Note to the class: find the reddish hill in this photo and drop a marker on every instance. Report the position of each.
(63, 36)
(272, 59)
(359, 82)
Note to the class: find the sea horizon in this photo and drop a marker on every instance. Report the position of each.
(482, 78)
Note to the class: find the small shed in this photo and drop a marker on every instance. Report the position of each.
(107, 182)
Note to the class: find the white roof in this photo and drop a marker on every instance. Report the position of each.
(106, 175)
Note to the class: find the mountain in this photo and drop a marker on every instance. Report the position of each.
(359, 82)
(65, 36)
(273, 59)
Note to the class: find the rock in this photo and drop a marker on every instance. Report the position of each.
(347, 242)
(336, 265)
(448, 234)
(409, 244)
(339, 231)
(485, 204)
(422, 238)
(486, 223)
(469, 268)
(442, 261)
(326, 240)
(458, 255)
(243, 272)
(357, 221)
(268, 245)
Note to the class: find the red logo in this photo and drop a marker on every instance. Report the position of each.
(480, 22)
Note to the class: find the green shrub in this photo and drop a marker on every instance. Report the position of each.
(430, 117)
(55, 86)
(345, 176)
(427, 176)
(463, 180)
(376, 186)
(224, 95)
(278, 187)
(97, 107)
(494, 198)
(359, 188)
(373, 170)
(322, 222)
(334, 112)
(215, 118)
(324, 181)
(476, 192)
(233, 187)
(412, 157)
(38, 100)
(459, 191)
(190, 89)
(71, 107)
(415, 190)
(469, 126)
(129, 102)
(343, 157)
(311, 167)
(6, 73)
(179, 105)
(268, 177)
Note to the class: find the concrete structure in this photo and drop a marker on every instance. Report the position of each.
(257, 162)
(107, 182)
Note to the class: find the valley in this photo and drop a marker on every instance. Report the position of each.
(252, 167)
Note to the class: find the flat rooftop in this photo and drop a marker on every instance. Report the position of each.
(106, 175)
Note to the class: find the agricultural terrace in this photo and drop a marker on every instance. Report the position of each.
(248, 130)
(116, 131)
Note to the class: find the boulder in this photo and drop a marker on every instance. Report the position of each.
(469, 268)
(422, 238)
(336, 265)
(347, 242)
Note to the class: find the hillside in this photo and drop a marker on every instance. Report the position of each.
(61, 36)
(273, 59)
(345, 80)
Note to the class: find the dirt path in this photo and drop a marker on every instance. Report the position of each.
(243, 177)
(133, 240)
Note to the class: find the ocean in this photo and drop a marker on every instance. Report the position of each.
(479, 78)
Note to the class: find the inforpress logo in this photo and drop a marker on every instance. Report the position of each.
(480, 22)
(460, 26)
****
What are the lines from the one with "Note to the class: find the agricultural" through the last line of the records above? Quote them exactly and add nothing.

* _Result of the exercise_
Note to the class: find the agricultural terrace in this photo and drop a marker on every instance. Report the position of each.
(248, 130)
(116, 131)
Note to the class: find the boulder in this photo and drop a marker on every instance. Report the position of each.
(469, 268)
(422, 238)
(336, 265)
(347, 242)
Note to the class: find the hillside in this photo and drop a marker on every instance. Report the position of each.
(61, 36)
(273, 59)
(345, 80)
Note to the class: find the dirt path in this photo and drop a marker on every instance. Report the position of each.
(243, 177)
(133, 240)
Note to the class: find the ocean in this photo and drop a marker on every instance. Report the position of each.
(479, 78)
Note to the class: find the inforpress logo in this photo and drop a marker on every instance. Report the position of each.
(480, 22)
(460, 26)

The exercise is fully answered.